== EXERCISE MATERIALS ==

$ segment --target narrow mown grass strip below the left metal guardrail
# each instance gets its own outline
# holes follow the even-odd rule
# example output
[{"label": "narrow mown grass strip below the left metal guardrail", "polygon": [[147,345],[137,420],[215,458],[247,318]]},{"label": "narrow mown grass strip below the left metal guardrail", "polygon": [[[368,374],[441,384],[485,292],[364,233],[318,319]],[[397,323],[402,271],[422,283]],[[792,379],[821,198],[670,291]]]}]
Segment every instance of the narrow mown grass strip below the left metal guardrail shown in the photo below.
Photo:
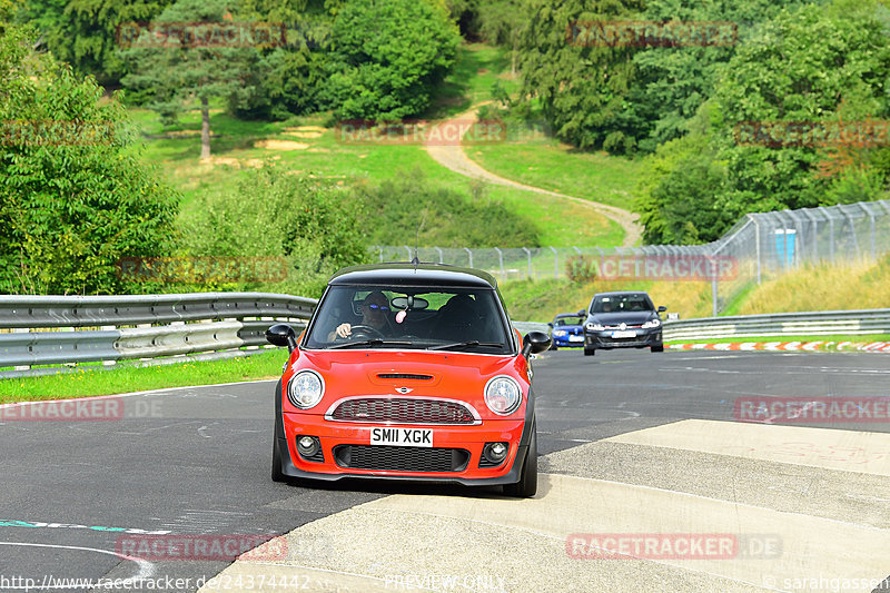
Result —
[{"label": "narrow mown grass strip below the left metal guardrail", "polygon": [[277,378],[285,360],[286,350],[275,349],[226,360],[142,367],[121,363],[42,377],[3,378],[0,379],[0,404]]}]

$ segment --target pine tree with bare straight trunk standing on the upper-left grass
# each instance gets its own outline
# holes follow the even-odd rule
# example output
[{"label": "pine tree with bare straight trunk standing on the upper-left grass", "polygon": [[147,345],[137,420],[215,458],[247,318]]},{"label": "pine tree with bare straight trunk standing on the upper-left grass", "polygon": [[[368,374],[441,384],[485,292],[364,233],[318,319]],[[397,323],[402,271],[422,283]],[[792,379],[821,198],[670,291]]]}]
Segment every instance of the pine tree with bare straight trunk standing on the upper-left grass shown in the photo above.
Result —
[{"label": "pine tree with bare straight trunk standing on the upper-left grass", "polygon": [[[151,26],[158,31],[165,27],[171,31],[179,28],[184,31],[181,34],[170,34],[165,42],[156,45],[157,38],[142,32],[134,47],[123,52],[130,72],[123,77],[123,85],[149,93],[149,107],[166,121],[176,120],[187,100],[198,99],[201,158],[210,157],[210,99],[241,105],[249,95],[249,86],[256,83],[251,72],[260,62],[256,47],[245,47],[241,40],[229,42],[214,32],[231,20],[226,7],[225,0],[179,0]],[[219,28],[214,29],[214,26]],[[205,32],[210,36],[209,41],[199,38]],[[190,38],[189,33],[196,37]]]}]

===

In the entries above, which lines hold the string "instance"? Report all of them.

[RESULT OF THE EXERCISE]
# each instance gets its own outline
Segment every instance of the narrow mown grass strip below the left metal guardrail shown in the photo below.
# each instance gets its own outline
Segment every instance of the pine tree with bare straight trunk standing on the upper-left grass shown in the photo above.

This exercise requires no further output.